===== Texte proposé =====

La ville d’Akhti est construite presque au pied du Schah-Dagh, couvert de neiges perpétuelles à une hauteur de près de deux mille pieds. On m’assura que le sommet de la montagne recèle des glaciers immenses. Akhti commande les défilés qui conduisent à Routoul et à Yelissou, ainsi que ceux qui communiquent d’un côté à Derbent, de l’autre à Noukha. De nombreux jardins et des champs en culture entourent la ville, qui se compose de quatre cents maisons. La forteresse, n’ayant qu’une simple muraille avec des fossés, suffit pour résister aux montagnards, qui n’ont pas d’artillerie ; car autrement, dominée comme elle l’est par les montagnes environnantes, il serait impossible de la défendre.

===== Entrées fournies =====

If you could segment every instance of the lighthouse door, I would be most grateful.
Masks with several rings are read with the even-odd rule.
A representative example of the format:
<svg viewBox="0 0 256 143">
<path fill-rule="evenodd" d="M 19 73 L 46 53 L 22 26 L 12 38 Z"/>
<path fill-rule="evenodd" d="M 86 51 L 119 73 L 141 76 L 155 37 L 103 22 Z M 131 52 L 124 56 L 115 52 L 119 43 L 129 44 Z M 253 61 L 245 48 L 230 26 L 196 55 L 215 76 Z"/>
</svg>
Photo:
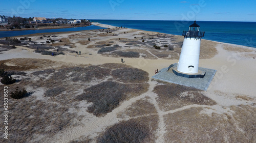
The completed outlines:
<svg viewBox="0 0 256 143">
<path fill-rule="evenodd" d="M 193 68 L 194 68 L 193 66 L 188 66 L 188 72 L 193 72 Z"/>
</svg>

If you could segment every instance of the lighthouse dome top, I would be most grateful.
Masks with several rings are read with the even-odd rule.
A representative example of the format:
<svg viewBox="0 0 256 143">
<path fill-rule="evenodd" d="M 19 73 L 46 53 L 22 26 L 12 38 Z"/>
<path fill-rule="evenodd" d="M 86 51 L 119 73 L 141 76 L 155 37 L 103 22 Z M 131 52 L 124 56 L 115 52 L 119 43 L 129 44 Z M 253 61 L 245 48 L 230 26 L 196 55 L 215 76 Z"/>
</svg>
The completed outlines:
<svg viewBox="0 0 256 143">
<path fill-rule="evenodd" d="M 193 24 L 191 24 L 189 27 L 199 27 L 200 26 L 199 26 L 199 25 L 198 25 L 198 24 L 197 24 L 196 23 L 196 21 L 195 20 L 195 21 L 194 21 L 194 23 Z"/>
</svg>

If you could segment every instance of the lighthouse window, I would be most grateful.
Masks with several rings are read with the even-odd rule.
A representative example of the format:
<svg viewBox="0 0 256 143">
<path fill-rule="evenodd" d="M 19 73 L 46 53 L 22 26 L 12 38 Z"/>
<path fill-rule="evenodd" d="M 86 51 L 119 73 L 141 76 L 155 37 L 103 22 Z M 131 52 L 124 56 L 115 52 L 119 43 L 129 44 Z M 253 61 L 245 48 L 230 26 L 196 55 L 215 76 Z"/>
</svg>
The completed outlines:
<svg viewBox="0 0 256 143">
<path fill-rule="evenodd" d="M 188 66 L 188 72 L 192 72 L 193 71 L 193 68 L 194 66 Z"/>
</svg>

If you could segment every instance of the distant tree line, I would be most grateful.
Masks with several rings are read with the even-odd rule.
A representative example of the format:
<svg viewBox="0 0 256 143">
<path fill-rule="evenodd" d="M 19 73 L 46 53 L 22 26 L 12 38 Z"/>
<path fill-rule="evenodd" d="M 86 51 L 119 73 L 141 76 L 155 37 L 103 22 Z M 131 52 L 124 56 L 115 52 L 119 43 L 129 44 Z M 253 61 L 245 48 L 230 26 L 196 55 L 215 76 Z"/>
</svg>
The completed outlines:
<svg viewBox="0 0 256 143">
<path fill-rule="evenodd" d="M 37 24 L 31 24 L 29 21 L 33 21 L 34 17 L 30 17 L 29 18 L 23 18 L 20 16 L 15 16 L 13 17 L 8 16 L 7 18 L 8 20 L 8 24 L 7 25 L 0 25 L 1 28 L 6 28 L 7 29 L 21 29 L 23 28 L 34 28 L 38 27 L 40 26 L 45 26 L 47 25 L 50 25 L 50 24 L 53 24 L 53 25 L 58 26 L 60 24 L 56 24 L 57 21 L 59 20 L 68 20 L 67 19 L 62 18 L 61 17 L 59 17 L 56 19 L 54 18 L 47 18 L 47 19 L 52 22 L 52 23 L 37 23 Z M 73 19 L 71 19 L 73 20 Z M 81 20 L 81 23 L 84 23 L 84 24 L 88 25 L 89 23 L 87 23 L 88 21 L 86 19 Z M 89 20 L 90 22 L 90 20 Z"/>
</svg>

=====

Consignes de l'exercice »
**A)** Dites si chacune de ces affirmations s'accorde avec le texte consacré à Akhti, par oui ou par non, en citant mot pour mot les termes du texte qui tranchent : (i) la ville compte quatre cents maisons ; (ii) la forteresse est protégée par une double muraille ; (iii) les montagnards possèdent de l'artillerie.
**B)** Recopiez fidèlement le passage du texte consacré à Akhti qui commence à « La ville d’Akhti » et se termine à « de la défendre. ».
Ne vous servez que du texte consacré à Akhti.

Réponses proposées »
**A)**
(i) Oui : « qui se compose de quatre cents maisons ».
(ii) Non : « n’ayant qu’une simple muraille avec des fossés ».
(iii) Non : « qui n’ont pas d’artillerie ».

**B)**
La ville d’Akhti est construite presque au pied du Schah-Dagh, couvert de neiges perpétuelles à une hauteur de près de deux mille pieds. On m’assura que le sommet de la montagne recèle des glaciers immenses. Akhti commande les défilés qui conduisent à Routoul et à Yelissou, ainsi que ceux qui communiquent d’un côté à Derbent, de l’autre à Noukha. De nombreux jardins et des champs en culture entourent la ville, qui se compose de quatre cents maisons. La forteresse, n’ayant qu’une simple muraille avec des fossés, suffit pour résister aux montagnards, qui n’ont pas d’artillerie ; car autrement, dominée comme elle l’est par les montagnes environnantes, il serait impossible de la défendre.